:: SUPPLIED ENTRIES
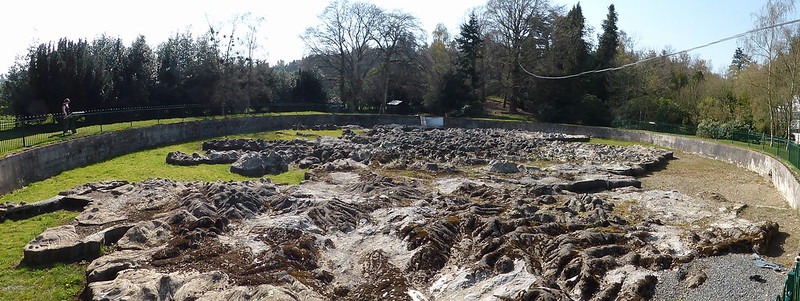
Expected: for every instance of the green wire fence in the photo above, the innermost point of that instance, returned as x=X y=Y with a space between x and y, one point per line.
x=780 y=147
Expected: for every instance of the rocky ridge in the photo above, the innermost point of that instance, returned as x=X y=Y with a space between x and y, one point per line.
x=483 y=214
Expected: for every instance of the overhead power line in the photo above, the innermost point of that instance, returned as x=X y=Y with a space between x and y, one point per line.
x=661 y=56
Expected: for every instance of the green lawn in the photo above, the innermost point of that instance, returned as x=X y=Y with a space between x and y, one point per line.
x=11 y=139
x=64 y=281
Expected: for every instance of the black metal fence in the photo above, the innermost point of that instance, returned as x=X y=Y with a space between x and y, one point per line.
x=779 y=147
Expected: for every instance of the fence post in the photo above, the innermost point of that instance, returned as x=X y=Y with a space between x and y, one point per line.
x=22 y=129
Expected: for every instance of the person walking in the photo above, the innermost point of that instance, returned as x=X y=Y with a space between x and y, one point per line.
x=69 y=120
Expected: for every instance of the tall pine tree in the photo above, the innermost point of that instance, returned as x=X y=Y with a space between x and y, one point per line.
x=469 y=46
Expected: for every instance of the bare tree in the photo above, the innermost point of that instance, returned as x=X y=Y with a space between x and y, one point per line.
x=513 y=22
x=343 y=41
x=765 y=46
x=398 y=30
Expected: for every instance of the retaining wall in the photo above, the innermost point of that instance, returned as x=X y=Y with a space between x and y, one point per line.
x=36 y=164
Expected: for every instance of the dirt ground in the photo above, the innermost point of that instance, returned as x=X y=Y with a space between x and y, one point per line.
x=726 y=183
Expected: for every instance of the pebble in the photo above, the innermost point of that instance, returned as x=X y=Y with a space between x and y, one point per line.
x=730 y=277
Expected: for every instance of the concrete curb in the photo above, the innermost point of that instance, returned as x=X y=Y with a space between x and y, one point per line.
x=36 y=164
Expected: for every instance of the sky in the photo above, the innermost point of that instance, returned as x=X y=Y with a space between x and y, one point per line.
x=678 y=24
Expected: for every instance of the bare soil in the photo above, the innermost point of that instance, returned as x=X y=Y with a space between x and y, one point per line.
x=724 y=184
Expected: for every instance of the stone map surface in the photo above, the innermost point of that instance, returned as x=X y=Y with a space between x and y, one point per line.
x=398 y=213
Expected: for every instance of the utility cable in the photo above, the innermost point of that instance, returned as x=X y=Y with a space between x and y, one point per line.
x=660 y=56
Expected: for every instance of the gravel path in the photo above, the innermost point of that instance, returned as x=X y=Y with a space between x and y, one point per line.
x=730 y=277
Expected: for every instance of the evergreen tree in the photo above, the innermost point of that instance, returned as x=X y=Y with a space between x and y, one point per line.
x=469 y=46
x=608 y=40
x=739 y=62
x=308 y=88
x=569 y=55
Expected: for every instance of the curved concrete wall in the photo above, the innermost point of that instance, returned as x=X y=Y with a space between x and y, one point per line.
x=36 y=164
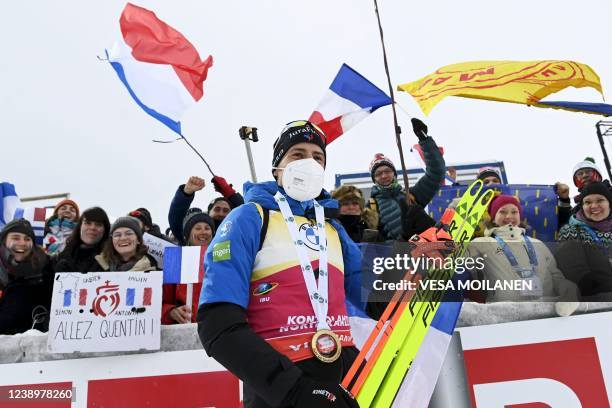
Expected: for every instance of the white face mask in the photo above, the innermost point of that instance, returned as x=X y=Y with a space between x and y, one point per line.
x=303 y=179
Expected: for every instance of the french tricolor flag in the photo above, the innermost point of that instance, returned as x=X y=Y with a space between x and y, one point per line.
x=349 y=99
x=11 y=209
x=159 y=67
x=184 y=264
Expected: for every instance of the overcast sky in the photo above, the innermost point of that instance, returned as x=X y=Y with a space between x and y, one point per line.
x=69 y=125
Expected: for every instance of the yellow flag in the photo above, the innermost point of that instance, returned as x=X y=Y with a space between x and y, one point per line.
x=504 y=81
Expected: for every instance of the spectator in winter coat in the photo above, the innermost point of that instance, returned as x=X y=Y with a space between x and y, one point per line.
x=184 y=197
x=387 y=193
x=585 y=172
x=124 y=250
x=199 y=229
x=509 y=255
x=354 y=216
x=585 y=253
x=60 y=226
x=86 y=241
x=26 y=280
x=490 y=176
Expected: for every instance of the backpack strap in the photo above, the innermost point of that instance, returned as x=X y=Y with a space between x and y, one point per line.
x=264 y=213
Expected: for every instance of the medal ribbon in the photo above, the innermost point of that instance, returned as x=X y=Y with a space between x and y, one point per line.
x=318 y=294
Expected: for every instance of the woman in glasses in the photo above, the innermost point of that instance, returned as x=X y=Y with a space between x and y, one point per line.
x=26 y=280
x=124 y=250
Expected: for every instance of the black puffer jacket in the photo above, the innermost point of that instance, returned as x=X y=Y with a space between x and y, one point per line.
x=26 y=295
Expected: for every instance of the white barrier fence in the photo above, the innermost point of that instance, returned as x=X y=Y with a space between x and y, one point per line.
x=182 y=375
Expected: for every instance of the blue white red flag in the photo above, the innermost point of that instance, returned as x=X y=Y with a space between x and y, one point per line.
x=184 y=264
x=12 y=209
x=9 y=203
x=349 y=99
x=159 y=67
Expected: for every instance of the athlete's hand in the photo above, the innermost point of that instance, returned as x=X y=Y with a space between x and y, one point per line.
x=312 y=394
x=193 y=184
x=181 y=314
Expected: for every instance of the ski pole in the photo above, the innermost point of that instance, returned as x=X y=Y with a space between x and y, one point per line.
x=247 y=134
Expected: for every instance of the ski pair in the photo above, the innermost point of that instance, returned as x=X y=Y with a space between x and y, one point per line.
x=380 y=368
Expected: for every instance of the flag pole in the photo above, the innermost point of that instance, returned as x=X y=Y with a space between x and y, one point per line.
x=608 y=125
x=198 y=153
x=398 y=130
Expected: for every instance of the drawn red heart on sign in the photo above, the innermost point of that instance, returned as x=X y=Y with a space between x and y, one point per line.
x=107 y=300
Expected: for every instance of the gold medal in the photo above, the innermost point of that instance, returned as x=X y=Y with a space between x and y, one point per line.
x=326 y=346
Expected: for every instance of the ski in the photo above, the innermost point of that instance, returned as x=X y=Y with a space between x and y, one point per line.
x=393 y=330
x=428 y=304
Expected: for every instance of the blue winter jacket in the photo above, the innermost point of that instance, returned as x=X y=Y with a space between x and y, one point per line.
x=238 y=240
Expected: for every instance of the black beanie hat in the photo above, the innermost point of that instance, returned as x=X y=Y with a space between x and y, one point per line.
x=20 y=225
x=97 y=214
x=597 y=188
x=192 y=218
x=143 y=215
x=215 y=201
x=299 y=131
x=127 y=222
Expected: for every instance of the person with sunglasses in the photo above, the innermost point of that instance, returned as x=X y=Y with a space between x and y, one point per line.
x=272 y=308
x=124 y=249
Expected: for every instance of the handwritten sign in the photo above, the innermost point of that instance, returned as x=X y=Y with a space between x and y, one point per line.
x=105 y=311
x=156 y=247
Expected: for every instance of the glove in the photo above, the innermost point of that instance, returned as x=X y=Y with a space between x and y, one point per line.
x=308 y=393
x=222 y=187
x=419 y=129
x=414 y=219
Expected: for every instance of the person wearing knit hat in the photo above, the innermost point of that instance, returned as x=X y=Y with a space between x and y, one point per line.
x=507 y=253
x=259 y=269
x=387 y=193
x=26 y=280
x=584 y=252
x=386 y=170
x=60 y=226
x=198 y=228
x=87 y=241
x=296 y=132
x=125 y=250
x=511 y=210
x=218 y=209
x=144 y=217
x=586 y=172
x=355 y=218
x=66 y=209
x=488 y=175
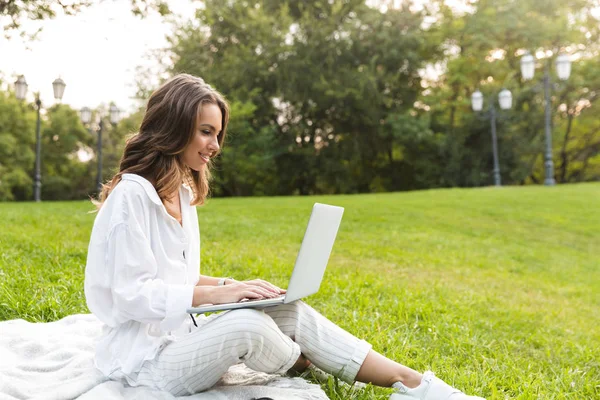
::::
DIRECTION -
Please edit the lines from the very first one through the line containing "x=780 y=147", inclusive, replacing "green wire fence" with "wire mesh fence" and keeping everything else the same. Omit the pictures from your answer.

COMPLETE ANSWER -
Expected: for every instance of the wire mesh fence in the photo above, the innermost point of that instance, returned as x=X y=Y with a space between x and y, one point per line.
x=780 y=147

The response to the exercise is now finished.